The song is unusual for being one of only ten recordings to ever ascend to the top 20 of the Billboard Hot 100 chart twice, in 1980 and 1989. Chubby Checker was first to do so with his cover of "The Twist", a single that went to No. 1 in September 1960 and again in January 1962.

==Commercial success==
Mardones originally released "Into the Night" in June 1980. The song peaked at No. 11 on the Hot 100 for two weeks that September, logging 20 weeks on the chart before falling off in late October. Mardones was unable to duplicate "Into the Night"'s success and is considered a one-hit wonder.

In 1989, a "Where Are They Now?" Arizona radio segment spurred L.A. DJ Scott Shannon to add the song to his playlist, ultimately returning the song onto the national charts, on May 6. This time, it peaked at No. 20 the first week in July, adding 17 weeks to its previous run of 20, for a total of 37 (nonconsecutive) weeks. "Into the Night" was a hit on Adult Contemporary radio this time as well, where it spent 19 weeks and also peaked at No. 20 on the chart.

The original recording was in C minor. Shortly before his 2017 retirement, Mardones performed it in B minor to accommodate his aging voice.

==Music video==
Mardones made a music video for the song, but, as it predated MTV by a year, it was not widely broadcast. It opens with Mardones walking down a street and approaching a house. The song plays over the video, and the lyrics serve as Mardones's monologue. He is met at the door by a bearded man who sings the opening line: "She's just 16 years old / Leave her alone." Mardones walks to the back of the house, peering through a window at a young girl sitting sullenly in her room. The video then cuts to Mardones at a pay phone, speaking to the girl on the other end of the line and professing his love. The video cuts again to Mardones returning to the girl's house, carrying a rolled-up carpet. He crawls through her bedroom window and unrolls the magic carpet. As Mardones takes the girl's hand, they take flight into the night sky. The video closes with Mardones serenading the girl as they embrace; the scene fades to black as they kiss.

For many years the video was difficult to find in its entirety, although clips were featured in infomercials for Time-Life Soft Rock compilations. On July 2, 2016, a full version of the video was uploaded to YouTube.

==Other recordings by Mardones==
The original and best-known version of "Into the Night" is from his 1980 album Never Run, Never Hide with a duration of 4:32. The song was later re-recorded multiple times by Mardones:

- The 1989 version, released on his self-titled album from Curb Records to capitalize on the original's renewed success. (duration: 4:22)

**Goal A:** Rewrite the part of the passage on "Into the Night" between "The song is" and "in January 1962.", inclusive, replacing "ascend" with "climb".
**Goal B:** Carry on the passage on "Into the Night" from the point where it ends.
The listing after this comes from a separate source.

**Extracted entries:**
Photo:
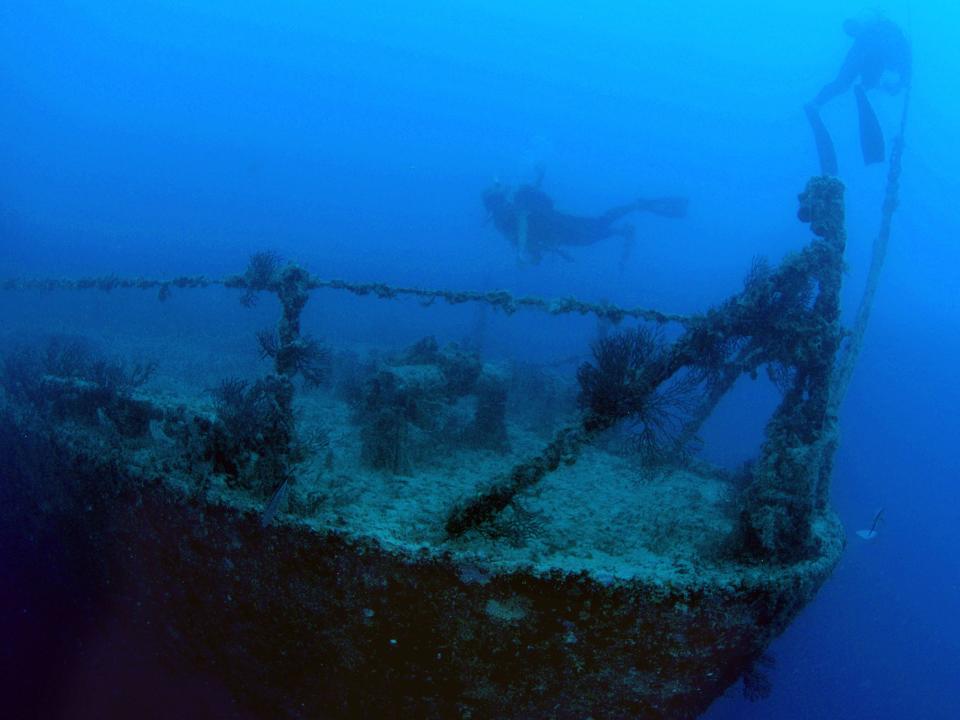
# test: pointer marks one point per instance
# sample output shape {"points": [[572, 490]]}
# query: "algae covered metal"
{"points": [[367, 572]]}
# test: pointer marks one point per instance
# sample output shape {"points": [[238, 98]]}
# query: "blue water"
{"points": [[163, 138]]}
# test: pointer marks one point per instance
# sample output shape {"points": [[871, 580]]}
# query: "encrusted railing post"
{"points": [[790, 477]]}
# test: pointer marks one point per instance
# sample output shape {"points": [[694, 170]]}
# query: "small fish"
{"points": [[872, 532]]}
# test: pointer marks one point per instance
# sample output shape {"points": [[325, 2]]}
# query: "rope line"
{"points": [[499, 298], [844, 370]]}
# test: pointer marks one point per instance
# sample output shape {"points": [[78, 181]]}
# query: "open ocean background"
{"points": [[170, 138]]}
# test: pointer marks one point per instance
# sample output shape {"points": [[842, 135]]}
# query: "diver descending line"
{"points": [[879, 47]]}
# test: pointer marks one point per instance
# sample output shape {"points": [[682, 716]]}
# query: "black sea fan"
{"points": [[613, 387], [619, 387]]}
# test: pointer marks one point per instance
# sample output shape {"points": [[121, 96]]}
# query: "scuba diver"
{"points": [[527, 218], [879, 47]]}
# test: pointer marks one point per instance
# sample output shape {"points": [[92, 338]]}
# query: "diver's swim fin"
{"points": [[871, 135], [665, 207], [825, 151]]}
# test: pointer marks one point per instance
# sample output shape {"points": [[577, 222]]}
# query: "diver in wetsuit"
{"points": [[879, 47], [528, 219]]}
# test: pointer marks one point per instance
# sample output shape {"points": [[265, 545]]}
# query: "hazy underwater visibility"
{"points": [[477, 360]]}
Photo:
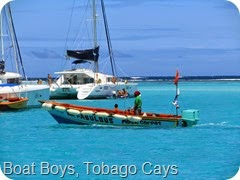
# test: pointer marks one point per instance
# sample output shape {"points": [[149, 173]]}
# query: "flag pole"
{"points": [[175, 101]]}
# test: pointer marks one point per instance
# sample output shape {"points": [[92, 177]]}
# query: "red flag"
{"points": [[176, 78]]}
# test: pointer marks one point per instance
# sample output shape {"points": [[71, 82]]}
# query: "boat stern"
{"points": [[190, 117]]}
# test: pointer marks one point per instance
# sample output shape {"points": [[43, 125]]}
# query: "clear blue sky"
{"points": [[149, 37]]}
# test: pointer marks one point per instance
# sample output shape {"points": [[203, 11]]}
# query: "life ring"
{"points": [[87, 112], [60, 108], [47, 106], [73, 111], [184, 123], [119, 116], [134, 118], [102, 114]]}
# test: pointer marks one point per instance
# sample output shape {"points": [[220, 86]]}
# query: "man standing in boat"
{"points": [[137, 103]]}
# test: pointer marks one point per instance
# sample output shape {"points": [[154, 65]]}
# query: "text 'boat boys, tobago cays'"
{"points": [[90, 77], [14, 93], [84, 115]]}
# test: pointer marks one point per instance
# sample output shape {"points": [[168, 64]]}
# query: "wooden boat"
{"points": [[84, 115], [13, 103]]}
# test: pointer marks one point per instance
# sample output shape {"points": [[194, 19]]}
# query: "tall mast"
{"points": [[95, 32], [108, 39]]}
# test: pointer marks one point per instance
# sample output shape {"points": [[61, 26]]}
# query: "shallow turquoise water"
{"points": [[210, 150]]}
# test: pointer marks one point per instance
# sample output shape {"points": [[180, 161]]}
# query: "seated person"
{"points": [[115, 108]]}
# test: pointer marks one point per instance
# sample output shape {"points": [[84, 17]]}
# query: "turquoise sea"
{"points": [[34, 146]]}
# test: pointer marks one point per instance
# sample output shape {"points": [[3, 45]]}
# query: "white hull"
{"points": [[83, 115], [101, 91], [100, 86], [34, 93]]}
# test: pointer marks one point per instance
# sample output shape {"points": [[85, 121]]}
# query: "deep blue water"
{"points": [[210, 150]]}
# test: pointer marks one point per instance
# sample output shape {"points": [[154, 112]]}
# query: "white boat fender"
{"points": [[87, 112], [102, 114], [134, 118], [60, 108], [119, 116], [73, 111], [47, 106]]}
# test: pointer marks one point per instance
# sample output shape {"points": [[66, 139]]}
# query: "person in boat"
{"points": [[122, 93], [39, 81], [137, 103], [49, 79], [115, 108]]}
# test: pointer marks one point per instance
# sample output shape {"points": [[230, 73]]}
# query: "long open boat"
{"points": [[13, 103], [84, 115]]}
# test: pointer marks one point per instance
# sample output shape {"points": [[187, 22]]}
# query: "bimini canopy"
{"points": [[87, 54]]}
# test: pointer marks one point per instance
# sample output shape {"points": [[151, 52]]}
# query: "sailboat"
{"points": [[11, 86], [91, 82], [65, 113]]}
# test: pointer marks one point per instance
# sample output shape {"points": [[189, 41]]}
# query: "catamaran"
{"points": [[65, 113], [11, 86], [90, 82]]}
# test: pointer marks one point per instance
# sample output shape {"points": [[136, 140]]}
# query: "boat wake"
{"points": [[220, 124]]}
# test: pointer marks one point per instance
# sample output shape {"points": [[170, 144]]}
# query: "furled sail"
{"points": [[87, 54], [3, 3]]}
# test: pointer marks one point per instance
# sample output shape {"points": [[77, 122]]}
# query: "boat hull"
{"points": [[81, 115], [11, 104], [81, 119], [34, 93]]}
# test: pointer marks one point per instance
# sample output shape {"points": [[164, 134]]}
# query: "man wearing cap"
{"points": [[137, 103]]}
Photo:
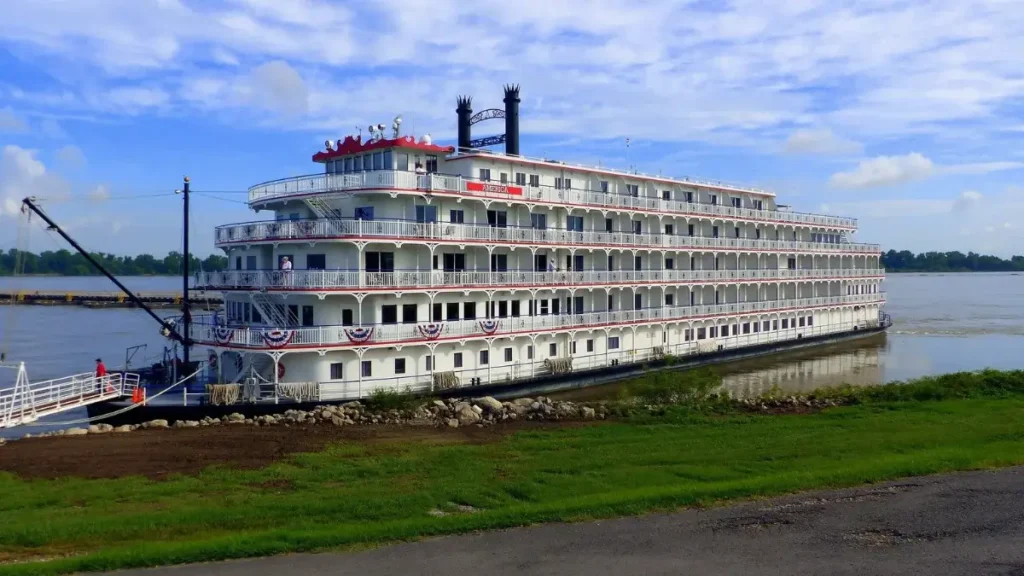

**Final result A:**
The song is unusual for being one of only ten recordings to ever climb to the top 20 of the Billboard Hot 100 chart twice, in 1980 and 1989. Chubby Checker was first to do so with his cover of "The Twist", a single that went to No. 1 in September 1960 and again in January 1962.

**Final result B:**
- The 2002 version, from A Journey Through Time. (duration: 4:26)
- The 2002 acoustic version, also on A Journey Through Time. (duration: 4:08)
- The 2019 version, retitled "Into the Night V3", produced by Joel Diamond. (duration: 3:46)
- A new music video can be found on Diamond's YouTube channel.
- "Into the Night V3" was remixed twice, by Dirty Werk and by Eric Kupper. These versions are more influenced by dance than Mardones's trademark soft rock.

==Controversy==
The controversial opening lyric has led the song to be cited as one of many problematic songs adult men have written and performed about wanting to have sex with teenage girls. Along with songs such as blues standard "Good Morning, Little School Girl", "Christine Sixteen" by Kiss, "Seventeen" by Winger and "Jailbait" by Ted Nugent, "Into the Night" has been interpreted as a song dealing in the sexualization of teenage girls by adult men. In these songs, where "young girls are deemed appropriate sex objects", men describe fantasies of statutory rape. The lyrical controversy dates back to the song's release, in which radio stations were originally hesitant to play the song due to the opening line. It was not until Mardones' label Polydor sent out a letter detailing his account of the song's origins that stations began playing the song.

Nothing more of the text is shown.